On Wed, Jan 10, 2024 at 08:07:46AM -0500, Steven Rostedt wrote:
> On Wed, 10 Jan 2024 12:45:36 +0100
> Christian Brauner <brauner@...nel.org> wrote:
> 
> > So say you do:
> > 
> > mkdir /sys/kernel/tracing/instances/foo
> > 
> > After this has returned we know everything we need to know about the new
> > tracefs instance including the ownership and the mode of all inodes in
> > /sys/kernel/tracing/instances/foo/events/* and below precisely because
> > ownership is always inherited from the parent dentry and recorded in the
> > metadata struct eventfs_inode.
> > 
> > So say someone does:
> > 
> > open("/sys/kernel/tracing/instances/foo/events/xfs");
> > 
> > and say this is the first time that someone accesses that events/
> > directory.
> > 
> > When the open pathwalk is done, the vfs will determine via
> > 
> > [1] may_lookup(inode_of(events))
> > 
> > whether you are able to list entries such as "xfs" in that directory.
> > The vfs checks inode_permission(MAY_EXEC) on "events" and if that holds
> > it ends up calling i_op->eventfs_root_lookup(events).
> > 
> > At this point tracefs/eventfs adds the inodes for all entries in that
> > "events" directory including "xfs" based on the metadata it recorded
> > during the mkdir. Since now someone is actually interested in them. And
> > it initializes the inodes with ownership and everything and adds the
> > dentries that belong into that directory.
> > 
> > Nothing here depends on the permissions of the caller. The only
> > permission that mattered was done in the VFS in [1]. If the caller has
> > permissions to enter a directory they can lookup and list its contents.
> > And its contents where determined/fixed etc when mkdir was called.
> > 
> > So we just need to add the required objects into the caches (inode,
> > dentry) whose addition we intentionally defered until someone actually
> > needed them.
> > 
> > So, eventfs_root_lookup() now initializes the inodes with the ownership
> > from the stored metadata or from the parent dentry and splices in inodes
> > and dentries. No permission checking is needed for this because it is
> > always a recheck of what the vfs did in [1].
> > 
> > We now return to the vfs and path walk continues to the final component
> > that you actually want to open which is that "xfs" directory in this
> > example. We check the permissions on that inode via may_open("xfs") and
> > we open that directory returning an fd to userspace ultimately.

#### EXERCISE DATA
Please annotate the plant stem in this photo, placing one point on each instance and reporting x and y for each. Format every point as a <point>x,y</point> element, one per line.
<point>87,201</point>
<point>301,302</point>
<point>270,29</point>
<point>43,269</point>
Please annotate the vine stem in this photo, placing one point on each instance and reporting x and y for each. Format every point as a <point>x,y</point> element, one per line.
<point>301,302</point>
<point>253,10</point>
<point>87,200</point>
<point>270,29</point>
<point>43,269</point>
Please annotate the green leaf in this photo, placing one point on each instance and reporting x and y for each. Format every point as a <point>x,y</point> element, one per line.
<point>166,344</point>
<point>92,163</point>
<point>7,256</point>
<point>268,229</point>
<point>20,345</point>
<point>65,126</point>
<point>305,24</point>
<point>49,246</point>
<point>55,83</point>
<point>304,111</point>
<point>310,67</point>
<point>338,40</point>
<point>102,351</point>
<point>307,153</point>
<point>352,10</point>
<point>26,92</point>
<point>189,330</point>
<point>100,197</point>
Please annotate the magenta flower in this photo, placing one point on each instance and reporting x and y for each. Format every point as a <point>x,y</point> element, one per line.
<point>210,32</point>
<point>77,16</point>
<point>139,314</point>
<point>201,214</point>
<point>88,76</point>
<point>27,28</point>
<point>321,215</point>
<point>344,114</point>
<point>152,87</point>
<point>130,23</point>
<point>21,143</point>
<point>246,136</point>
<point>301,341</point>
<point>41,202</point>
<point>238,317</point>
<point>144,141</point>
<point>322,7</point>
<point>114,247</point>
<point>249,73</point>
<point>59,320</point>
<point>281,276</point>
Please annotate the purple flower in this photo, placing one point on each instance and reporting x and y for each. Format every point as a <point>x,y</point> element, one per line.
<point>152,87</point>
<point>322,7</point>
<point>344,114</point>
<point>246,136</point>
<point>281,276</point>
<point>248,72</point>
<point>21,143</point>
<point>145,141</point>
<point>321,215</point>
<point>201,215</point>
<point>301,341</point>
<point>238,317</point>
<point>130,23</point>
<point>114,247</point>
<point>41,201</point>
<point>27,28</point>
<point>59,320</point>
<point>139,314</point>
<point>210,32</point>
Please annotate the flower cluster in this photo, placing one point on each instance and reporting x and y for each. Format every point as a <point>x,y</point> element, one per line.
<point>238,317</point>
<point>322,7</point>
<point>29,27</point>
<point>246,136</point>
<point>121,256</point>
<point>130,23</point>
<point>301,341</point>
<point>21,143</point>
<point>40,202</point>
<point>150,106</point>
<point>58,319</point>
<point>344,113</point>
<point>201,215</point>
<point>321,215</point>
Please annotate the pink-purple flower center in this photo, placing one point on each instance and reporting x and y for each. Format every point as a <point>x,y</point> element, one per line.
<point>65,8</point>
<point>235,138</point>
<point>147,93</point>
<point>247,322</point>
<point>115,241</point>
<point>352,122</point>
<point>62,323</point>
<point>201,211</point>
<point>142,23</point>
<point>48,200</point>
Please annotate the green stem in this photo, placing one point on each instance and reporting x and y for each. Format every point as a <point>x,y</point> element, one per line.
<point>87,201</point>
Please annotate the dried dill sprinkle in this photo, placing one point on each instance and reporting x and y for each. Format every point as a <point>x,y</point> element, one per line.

#### PROBLEMS
**a)** Reproduce the records verbatim, beginning with their first line and ending with the line that contains "<point>100,197</point>", including both of those lines.
**b)** Continue the quoted mailing-list discussion of tracefs and eventfs permission checks from the point where it stops.

#### OUTPUTS BY TASK
**a)**
Please annotate the plant stem in this photo, placing one point on each instance and reporting x and y for each. Format every point as a <point>x,y</point> element, one per line.
<point>87,201</point>
<point>301,302</point>
<point>270,29</point>
<point>43,269</point>
Please annotate the vine stem in this photo, placing one point on each instance and reporting x and y for each. Format every point as a <point>x,y</point> element, one per line.
<point>301,302</point>
<point>253,10</point>
<point>87,200</point>
<point>270,29</point>
<point>43,269</point>
Please annotate the green leaf in this photo, placing one point on each instance and reporting x and y for each. Format every point as a <point>x,y</point> element, one per line.
<point>166,344</point>
<point>92,163</point>
<point>7,256</point>
<point>268,229</point>
<point>20,345</point>
<point>65,126</point>
<point>305,24</point>
<point>49,246</point>
<point>55,83</point>
<point>304,111</point>
<point>310,67</point>
<point>338,40</point>
<point>102,351</point>
<point>307,153</point>
<point>352,10</point>
<point>26,92</point>
<point>189,330</point>
<point>100,197</point>

**b)**
> > 
> > (I'm going by memory since I need to step out the door.)
> 
> So, let's say we do:
> 
>  chgrp -R rostedt /sys/kernel/tracing/

The rostedt group needs exec permissions and "other" cannot have exec
permissions otherwise you can trivially list the entries even if it's
owned by root:

chmod 750 /sys/kernel/tracing

user1@...alhost:~$ ls -aln /sys/kernel/ | grep tracing
drwxr-x---   6 0 1000    0 Jan 11 18:23 tracing

> 
> But I don't want rostedt to have access to xfs
> 
>  chgrp -R root /sys/kernel/tracing/events/xfs

chmod 750 /sys/kernel/tracing/events/xfs

user1@...alhost:~$ ls -aln /sys/kernel/tracing/events/ | grep xfs
drwxr-x--- 601 0 0 0 Jan 11 18:24 xfs

This ensure that if a user is in the group and the group has exec perms
lookup is possible (For root this will usually work because
CAP_DAC_READ_SEARCH overrides the exec requirement.).

> 
> Both actions will create the inodes and dentries of all files and
> directories (because of "-R"). But once that is done, the ref counts go to
> zero. They stay around until reclaim. But then I open Chrome ;-) and it
> reclaims all the dentries and inodes, so we are back to here we were on
> boot.
> 
> Now as rostedt I do:
> 
>  ls /sys/kernel/tracing/events/xfs
> 
> The VFS layer doesn't know if I have permission to that or not, because all
> the inodes and dentries have been freed. It has to call back to eventfs to
> find out. Which the eventfs_root_lookup() and eventfs_iterate_shared() will
> recreated the inodes with the proper permission.

Very roughly, ignoring most of the complexity of lookup and focussing on
the permission checking:

When a caller looks up an entry in a directory then the VFS will call
inode_permission(MAY_EXEC) on the directory the caller is trying to
perform that lookup in.

If the caller wants to lookup the "events" entry in the "tracing"
directory then the VFS will call inode_permission(MAY_EXEC, "tracing")
and then - assuming it's not in the cache - call into the lookup method
of the filesystem.

After the VFS has determined that the caller has the permissions to
lookup the "events" entry in the "tracing" directory no further
permission checks are needed.

Path lookup now moves on to the next part which is looking up the "xfs"
entry in the "events" directory. So again, VFS calls
inode_permission(MAY_EXEC, "events") finds that caller has the permissions
and then goes on to call into eventfs_root_lookup().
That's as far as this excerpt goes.